━━ Data provided ━━

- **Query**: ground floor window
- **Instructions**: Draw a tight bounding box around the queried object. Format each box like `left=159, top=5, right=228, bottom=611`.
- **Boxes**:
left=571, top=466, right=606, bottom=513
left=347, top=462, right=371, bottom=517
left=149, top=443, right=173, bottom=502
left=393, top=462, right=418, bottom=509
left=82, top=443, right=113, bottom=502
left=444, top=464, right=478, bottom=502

━━━

* What needs to be done *
Copy out every line of the data above word for word, changing nothing.

* Output of the exercise *
- **Query**: ground floor window
- **Instructions**: Draw a tight bounding box around the queried object. Format each box like `left=159, top=5, right=228, bottom=611`.
- **Boxes**:
left=571, top=466, right=606, bottom=513
left=347, top=462, right=371, bottom=517
left=149, top=443, right=173, bottom=502
left=393, top=462, right=418, bottom=509
left=82, top=443, right=113, bottom=502
left=444, top=464, right=478, bottom=502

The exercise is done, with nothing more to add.